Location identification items
## begin

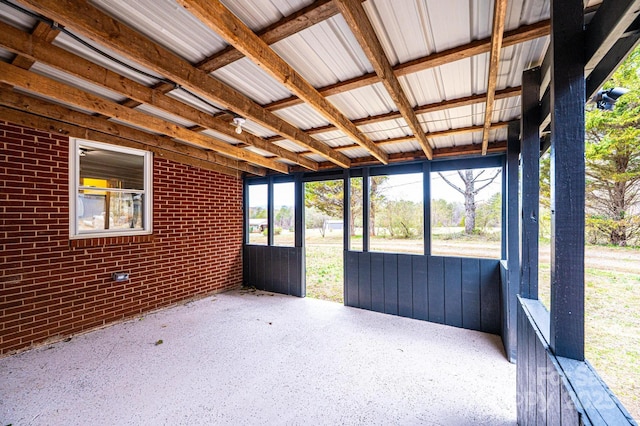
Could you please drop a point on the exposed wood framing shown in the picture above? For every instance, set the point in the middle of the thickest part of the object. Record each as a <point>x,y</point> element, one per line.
<point>499,13</point>
<point>33,48</point>
<point>235,32</point>
<point>46,124</point>
<point>18,77</point>
<point>421,109</point>
<point>517,36</point>
<point>439,134</point>
<point>87,20</point>
<point>24,109</point>
<point>438,153</point>
<point>361,27</point>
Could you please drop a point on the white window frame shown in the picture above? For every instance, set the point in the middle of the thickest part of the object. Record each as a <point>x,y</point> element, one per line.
<point>74,187</point>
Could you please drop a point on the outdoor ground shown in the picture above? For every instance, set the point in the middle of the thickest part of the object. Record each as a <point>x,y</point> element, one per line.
<point>254,358</point>
<point>612,299</point>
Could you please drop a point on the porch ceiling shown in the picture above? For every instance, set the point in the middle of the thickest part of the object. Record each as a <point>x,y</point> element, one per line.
<point>259,358</point>
<point>325,83</point>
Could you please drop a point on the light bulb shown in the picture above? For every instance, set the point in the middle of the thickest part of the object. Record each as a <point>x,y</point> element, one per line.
<point>238,121</point>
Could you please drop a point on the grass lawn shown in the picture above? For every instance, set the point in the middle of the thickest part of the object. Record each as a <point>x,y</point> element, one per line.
<point>612,299</point>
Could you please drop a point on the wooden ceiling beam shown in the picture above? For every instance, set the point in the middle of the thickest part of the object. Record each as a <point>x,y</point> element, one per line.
<point>513,37</point>
<point>39,50</point>
<point>318,11</point>
<point>33,121</point>
<point>499,15</point>
<point>235,32</point>
<point>438,134</point>
<point>41,31</point>
<point>420,109</point>
<point>84,18</point>
<point>361,27</point>
<point>102,126</point>
<point>18,77</point>
<point>438,153</point>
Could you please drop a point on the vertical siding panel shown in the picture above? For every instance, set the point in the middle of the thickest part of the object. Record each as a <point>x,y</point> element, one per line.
<point>377,281</point>
<point>490,296</point>
<point>471,294</point>
<point>364,281</point>
<point>453,291</point>
<point>436,289</point>
<point>405,286</point>
<point>554,385</point>
<point>391,284</point>
<point>352,279</point>
<point>420,300</point>
<point>542,378</point>
<point>522,399</point>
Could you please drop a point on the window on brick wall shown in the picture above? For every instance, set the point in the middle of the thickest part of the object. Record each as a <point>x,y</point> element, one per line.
<point>110,190</point>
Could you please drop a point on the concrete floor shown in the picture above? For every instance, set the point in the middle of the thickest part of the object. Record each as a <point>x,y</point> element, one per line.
<point>261,359</point>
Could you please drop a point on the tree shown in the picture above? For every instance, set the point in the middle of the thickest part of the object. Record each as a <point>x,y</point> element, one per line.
<point>613,160</point>
<point>469,191</point>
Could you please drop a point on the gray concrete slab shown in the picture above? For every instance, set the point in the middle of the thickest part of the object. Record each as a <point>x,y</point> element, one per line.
<point>256,358</point>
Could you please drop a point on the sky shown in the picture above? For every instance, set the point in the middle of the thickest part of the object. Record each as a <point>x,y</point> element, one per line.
<point>405,187</point>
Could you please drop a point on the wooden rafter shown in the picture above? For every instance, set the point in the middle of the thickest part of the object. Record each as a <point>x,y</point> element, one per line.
<point>421,109</point>
<point>519,35</point>
<point>102,125</point>
<point>236,33</point>
<point>438,134</point>
<point>494,147</point>
<point>361,27</point>
<point>33,48</point>
<point>18,77</point>
<point>92,23</point>
<point>35,121</point>
<point>499,14</point>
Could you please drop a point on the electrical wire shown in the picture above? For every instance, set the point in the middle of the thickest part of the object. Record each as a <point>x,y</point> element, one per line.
<point>54,25</point>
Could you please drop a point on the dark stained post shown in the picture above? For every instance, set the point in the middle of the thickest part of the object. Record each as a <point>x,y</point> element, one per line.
<point>426,205</point>
<point>530,195</point>
<point>298,210</point>
<point>567,179</point>
<point>512,239</point>
<point>365,209</point>
<point>270,212</point>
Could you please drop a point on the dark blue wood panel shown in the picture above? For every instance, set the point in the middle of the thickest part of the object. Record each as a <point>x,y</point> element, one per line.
<point>391,284</point>
<point>436,289</point>
<point>351,281</point>
<point>471,294</point>
<point>420,296</point>
<point>453,291</point>
<point>377,282</point>
<point>405,286</point>
<point>490,296</point>
<point>364,281</point>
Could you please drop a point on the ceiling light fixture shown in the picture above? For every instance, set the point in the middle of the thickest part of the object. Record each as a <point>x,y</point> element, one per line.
<point>238,122</point>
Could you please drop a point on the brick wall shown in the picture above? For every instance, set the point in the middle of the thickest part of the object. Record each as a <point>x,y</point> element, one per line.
<point>50,289</point>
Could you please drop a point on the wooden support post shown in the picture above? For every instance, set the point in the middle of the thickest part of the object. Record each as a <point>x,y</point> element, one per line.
<point>426,202</point>
<point>567,179</point>
<point>512,239</point>
<point>365,209</point>
<point>271,216</point>
<point>530,193</point>
<point>298,210</point>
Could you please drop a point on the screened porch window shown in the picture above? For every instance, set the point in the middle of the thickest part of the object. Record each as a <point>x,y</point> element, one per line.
<point>110,190</point>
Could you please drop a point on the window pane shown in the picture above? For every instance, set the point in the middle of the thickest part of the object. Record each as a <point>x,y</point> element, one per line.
<point>258,214</point>
<point>466,213</point>
<point>396,213</point>
<point>108,210</point>
<point>284,220</point>
<point>110,169</point>
<point>355,212</point>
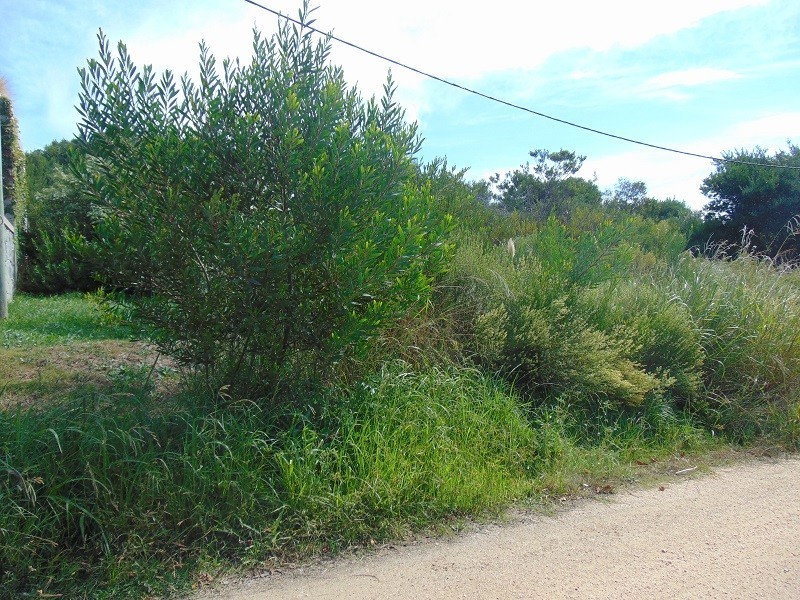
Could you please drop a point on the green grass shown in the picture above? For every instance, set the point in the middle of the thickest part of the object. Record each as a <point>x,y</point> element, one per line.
<point>113,486</point>
<point>48,320</point>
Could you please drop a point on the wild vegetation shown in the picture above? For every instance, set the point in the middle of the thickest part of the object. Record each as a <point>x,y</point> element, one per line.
<point>306,340</point>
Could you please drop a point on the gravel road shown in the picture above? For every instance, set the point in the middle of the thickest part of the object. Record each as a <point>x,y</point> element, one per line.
<point>731,533</point>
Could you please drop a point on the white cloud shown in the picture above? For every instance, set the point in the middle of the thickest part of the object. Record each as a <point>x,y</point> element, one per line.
<point>443,37</point>
<point>675,84</point>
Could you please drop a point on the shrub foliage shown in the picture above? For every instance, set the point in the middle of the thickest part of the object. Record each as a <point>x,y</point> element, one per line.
<point>267,220</point>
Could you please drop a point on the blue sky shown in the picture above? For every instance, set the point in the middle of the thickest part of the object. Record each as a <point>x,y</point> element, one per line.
<point>702,75</point>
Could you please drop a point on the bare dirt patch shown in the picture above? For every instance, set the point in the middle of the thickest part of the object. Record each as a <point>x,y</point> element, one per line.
<point>731,533</point>
<point>30,376</point>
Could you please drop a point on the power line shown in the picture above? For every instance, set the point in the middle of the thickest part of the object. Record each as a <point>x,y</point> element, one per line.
<point>511,104</point>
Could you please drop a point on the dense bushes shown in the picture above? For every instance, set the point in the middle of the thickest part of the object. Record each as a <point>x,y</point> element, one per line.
<point>266,222</point>
<point>592,319</point>
<point>269,230</point>
<point>114,494</point>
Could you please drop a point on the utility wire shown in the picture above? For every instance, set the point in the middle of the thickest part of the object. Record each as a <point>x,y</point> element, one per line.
<point>511,104</point>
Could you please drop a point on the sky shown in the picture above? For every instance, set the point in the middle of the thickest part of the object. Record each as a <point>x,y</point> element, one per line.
<point>704,76</point>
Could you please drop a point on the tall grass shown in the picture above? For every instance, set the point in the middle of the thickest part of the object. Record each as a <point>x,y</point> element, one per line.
<point>109,494</point>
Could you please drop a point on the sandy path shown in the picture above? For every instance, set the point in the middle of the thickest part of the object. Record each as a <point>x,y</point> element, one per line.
<point>734,533</point>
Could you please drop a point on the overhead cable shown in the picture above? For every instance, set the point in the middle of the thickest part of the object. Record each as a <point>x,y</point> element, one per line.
<point>717,159</point>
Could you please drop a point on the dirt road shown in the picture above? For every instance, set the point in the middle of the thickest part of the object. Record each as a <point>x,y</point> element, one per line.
<point>733,533</point>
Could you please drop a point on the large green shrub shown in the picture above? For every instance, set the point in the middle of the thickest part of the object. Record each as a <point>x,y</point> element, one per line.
<point>266,221</point>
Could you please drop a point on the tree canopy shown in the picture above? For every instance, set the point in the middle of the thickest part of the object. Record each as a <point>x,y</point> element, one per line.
<point>548,186</point>
<point>267,219</point>
<point>759,204</point>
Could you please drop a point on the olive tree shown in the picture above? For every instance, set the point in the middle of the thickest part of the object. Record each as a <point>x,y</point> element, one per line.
<point>264,222</point>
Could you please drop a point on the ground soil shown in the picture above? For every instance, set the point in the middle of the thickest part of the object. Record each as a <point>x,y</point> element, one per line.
<point>730,533</point>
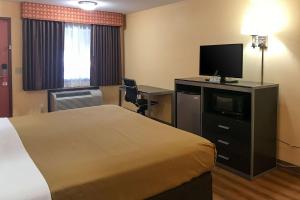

## end

EXERCISE DIRECTIONS: How many lines in the material above contain the word "dark"? Give only the number.

FULL SOLUTION: 2